> [WHAT TO DO] Please return exactly the lines from the beginning of the listing up to and including the line with "Phrase: gray wall", with no pictures.

> [SUPPLIED DATA]
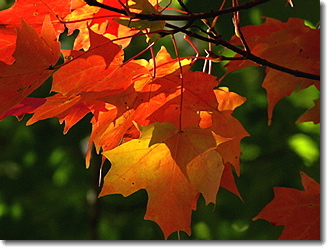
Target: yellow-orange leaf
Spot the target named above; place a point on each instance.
(172, 166)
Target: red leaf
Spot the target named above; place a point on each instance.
(298, 211)
(292, 45)
(20, 79)
(27, 105)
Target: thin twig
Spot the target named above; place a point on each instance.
(195, 16)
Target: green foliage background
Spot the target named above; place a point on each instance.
(46, 193)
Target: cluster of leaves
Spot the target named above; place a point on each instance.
(164, 127)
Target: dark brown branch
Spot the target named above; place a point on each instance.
(195, 16)
(215, 40)
(250, 56)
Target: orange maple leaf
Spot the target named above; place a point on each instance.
(92, 74)
(34, 58)
(298, 211)
(172, 166)
(292, 45)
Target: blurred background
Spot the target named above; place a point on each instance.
(46, 193)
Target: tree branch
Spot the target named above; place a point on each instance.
(249, 56)
(214, 39)
(194, 16)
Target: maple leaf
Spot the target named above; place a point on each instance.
(20, 79)
(172, 166)
(93, 74)
(223, 123)
(298, 211)
(100, 21)
(27, 105)
(292, 45)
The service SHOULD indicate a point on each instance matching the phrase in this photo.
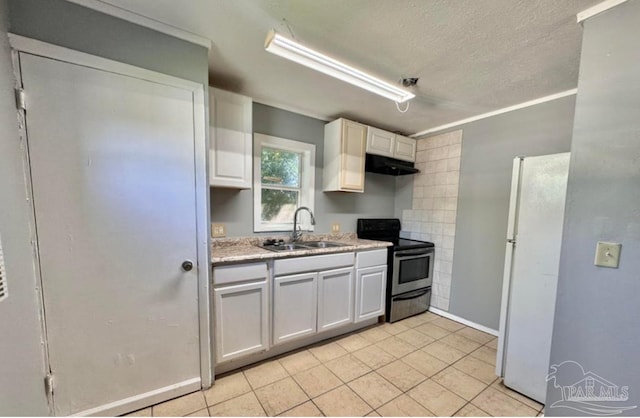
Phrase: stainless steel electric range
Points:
(410, 268)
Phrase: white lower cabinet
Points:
(294, 306)
(241, 306)
(335, 298)
(242, 320)
(370, 292)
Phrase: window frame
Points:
(307, 180)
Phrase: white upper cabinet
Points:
(405, 148)
(231, 140)
(380, 142)
(344, 156)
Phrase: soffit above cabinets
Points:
(472, 56)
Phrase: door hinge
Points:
(48, 385)
(21, 101)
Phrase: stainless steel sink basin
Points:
(284, 247)
(322, 244)
(305, 245)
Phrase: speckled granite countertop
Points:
(233, 250)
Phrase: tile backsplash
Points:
(432, 216)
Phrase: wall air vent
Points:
(4, 292)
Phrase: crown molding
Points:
(597, 9)
(138, 19)
(495, 112)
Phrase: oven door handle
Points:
(412, 253)
(413, 295)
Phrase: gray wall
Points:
(21, 358)
(66, 24)
(597, 310)
(488, 148)
(235, 208)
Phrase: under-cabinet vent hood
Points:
(390, 166)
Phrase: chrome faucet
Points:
(295, 234)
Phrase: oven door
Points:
(412, 270)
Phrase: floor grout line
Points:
(372, 342)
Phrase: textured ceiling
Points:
(472, 56)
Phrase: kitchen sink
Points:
(322, 244)
(285, 247)
(305, 245)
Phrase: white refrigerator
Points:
(534, 238)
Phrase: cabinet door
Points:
(370, 291)
(230, 152)
(380, 142)
(354, 138)
(294, 306)
(405, 148)
(241, 320)
(335, 298)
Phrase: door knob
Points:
(187, 265)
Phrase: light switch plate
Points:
(218, 230)
(607, 254)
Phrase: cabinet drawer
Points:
(371, 258)
(239, 273)
(313, 263)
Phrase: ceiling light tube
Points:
(291, 50)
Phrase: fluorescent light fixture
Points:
(291, 50)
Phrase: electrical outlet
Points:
(607, 254)
(218, 230)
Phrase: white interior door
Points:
(112, 164)
(534, 273)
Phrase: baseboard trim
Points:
(463, 321)
(143, 400)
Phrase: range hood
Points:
(389, 166)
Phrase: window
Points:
(283, 180)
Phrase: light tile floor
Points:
(425, 365)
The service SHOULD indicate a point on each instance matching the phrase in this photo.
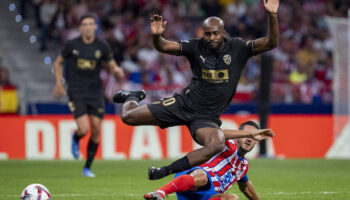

> [RESPONSE]
Target: yellow-orange leaf
Spot the target named above; place a point on each instance.
(172, 166)
Target: red leaf
Spot the target named above; place a point on each instance.
(298, 211)
(292, 45)
(20, 79)
(27, 105)
Target: thin twig
Spot the target named above; place a point on each instance.
(195, 16)
Target: green foliage background
Spot the target named above; place a point on each instance.
(46, 193)
Target: cluster of leaves
Spot the target named above; place a point on each instance.
(164, 127)
Target: dark brown branch
Spot the target named above; place a point on each instance.
(195, 16)
(215, 40)
(250, 56)
Target: orange maple leaf
Spot the target named above; place a point on each instance.
(92, 74)
(34, 58)
(298, 211)
(172, 166)
(292, 45)
Target: blurred background
Spot the target named above; place a point on each instance.
(46, 193)
Target: tree branch
Spot the target named above; place a point on each instance.
(249, 56)
(214, 39)
(194, 16)
Target: maple leaf
Spot the target named above; place a point on each instance.
(20, 79)
(172, 166)
(93, 74)
(223, 123)
(298, 211)
(100, 21)
(27, 105)
(292, 45)
The service SHOULD indicate a point on each instance matching the phrase in this photo.
Phrase: stainless steel electric range
Points:
(410, 268)
Phrase: white lower cabinet
Points:
(294, 306)
(241, 306)
(335, 298)
(242, 320)
(370, 292)
Phrase: window frame
Points:
(307, 180)
Phrase: white upper cabinet
Points:
(405, 148)
(231, 140)
(380, 142)
(344, 156)
Phrase: soffit above cabinets
Points:
(472, 56)
Phrase: door hinge
Points:
(48, 385)
(21, 101)
Phrase: stainless steel sink basin
Points:
(284, 247)
(322, 244)
(305, 245)
Phrase: speckled granite countertop
Points:
(233, 250)
Phrase: tile backsplash
Points:
(432, 216)
Phrase: wall air vent
Points:
(4, 292)
Phrase: crown molding
Points:
(597, 9)
(138, 19)
(495, 112)
Phrase: oven door handle
Points:
(412, 253)
(413, 295)
Phrase: gray wall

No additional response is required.